Completely local voice control using community add-ons

Hello everyone I spent the past weeks refining a configuring and workflow to have completely local voice control in OpenHAB.

The overall design solely relies on marketplace add-ons except for ollama-cpp. In total the tools used are:

  1. Whisper - Speech to Text
  2. Piper - Text to Speech
  3. Rustpotter - Wakeword detection
  4. Cuevox - Rule interpreter
  5. HABSpeaker - Wireless microphone and speaker
  6. Ollama-cpp - Large Language Model (LLM) server

I covered my solution in a guide on my blog here: OpenHAB voice control for home automation | Dantali0n

I hope this way it can be easily indexed by search engines and many people who look for it can find it online.

The steps are elaborate but not hard it basically boils down to installing all the add-ons and configuring them, recording a whole bunch of audio and training the wake word detection and creating some glue logic items and things.

The audio for speech recognition is streamed to OpenHAB using an Android app called HABSpeaker developed by @Miguel_M.A.D they also developed the rustpotter wake word detection so big thanks to them for making this possible. I also want to thank @JanMattner for the collaboration on improving the cuevox rule interpreter: Cuevox - A Rule Based Voice Interpreter [4.0.0.0;4.9.9.9] - #9 by JanMattner

I wanted to submit this topic here so users could try out to get the setup working for them and so that I could help them with a discussion here if things are unclear. I can then go back and iteratively improve the blog post.

Hope that is okay.

All the best,
Corne (Dantali0n)

12 Likes

Awesome - thanks for this!! :grinning_face:

I’ve been looking at how to integrate something like this, but got stuck after getting whisper and piper working, so will definitely be checking out the blog for implementing wakeword detection, a working interpreter, and LLM, when i get the time to dive into this.

I will definitely post back once i try this out, also when you have been running this for some time do feel free to update the post with some experiences for the setup.

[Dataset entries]
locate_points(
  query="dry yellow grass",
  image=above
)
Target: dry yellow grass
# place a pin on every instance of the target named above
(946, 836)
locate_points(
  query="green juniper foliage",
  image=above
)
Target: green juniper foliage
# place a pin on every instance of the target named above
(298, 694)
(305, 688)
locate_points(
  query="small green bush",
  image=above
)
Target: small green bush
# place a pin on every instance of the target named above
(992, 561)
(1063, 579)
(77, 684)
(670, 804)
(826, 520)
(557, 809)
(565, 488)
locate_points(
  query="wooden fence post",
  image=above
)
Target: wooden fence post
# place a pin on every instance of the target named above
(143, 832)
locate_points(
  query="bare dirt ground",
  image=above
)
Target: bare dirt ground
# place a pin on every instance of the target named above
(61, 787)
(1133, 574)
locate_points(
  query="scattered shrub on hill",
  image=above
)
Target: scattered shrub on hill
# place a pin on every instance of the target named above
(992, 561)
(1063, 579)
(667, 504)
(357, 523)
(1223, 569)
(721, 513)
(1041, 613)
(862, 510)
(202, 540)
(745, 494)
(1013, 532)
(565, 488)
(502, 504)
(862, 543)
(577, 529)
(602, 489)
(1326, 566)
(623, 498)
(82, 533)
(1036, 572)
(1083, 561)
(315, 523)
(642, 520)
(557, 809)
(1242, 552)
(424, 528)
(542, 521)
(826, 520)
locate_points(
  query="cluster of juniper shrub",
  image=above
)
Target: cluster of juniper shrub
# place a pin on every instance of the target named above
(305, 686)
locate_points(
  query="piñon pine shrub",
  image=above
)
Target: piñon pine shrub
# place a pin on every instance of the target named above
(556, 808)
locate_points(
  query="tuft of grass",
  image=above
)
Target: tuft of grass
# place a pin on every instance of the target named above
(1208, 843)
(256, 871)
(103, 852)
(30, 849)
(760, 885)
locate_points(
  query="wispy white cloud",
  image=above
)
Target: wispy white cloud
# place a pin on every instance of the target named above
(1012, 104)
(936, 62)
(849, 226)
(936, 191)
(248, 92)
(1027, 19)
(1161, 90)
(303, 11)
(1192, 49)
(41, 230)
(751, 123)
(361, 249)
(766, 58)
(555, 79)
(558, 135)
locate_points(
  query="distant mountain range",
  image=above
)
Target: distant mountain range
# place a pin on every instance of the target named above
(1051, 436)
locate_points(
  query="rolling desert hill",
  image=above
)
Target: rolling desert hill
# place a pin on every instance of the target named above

Work instructions >>
In the voice control thread, list every tool the opening post names for the setup, with the role it gives each one.

Exercise solution >>
1. Whisper: Speech to Text
2. Piper: Text to Speech
3. Rustpotter: Wakeword detection
4. Cuevox: Rule interpreter
5. HABSpeaker: Wireless microphone and speaker
6. Ollama-cpp: Large Language Model (LLM) server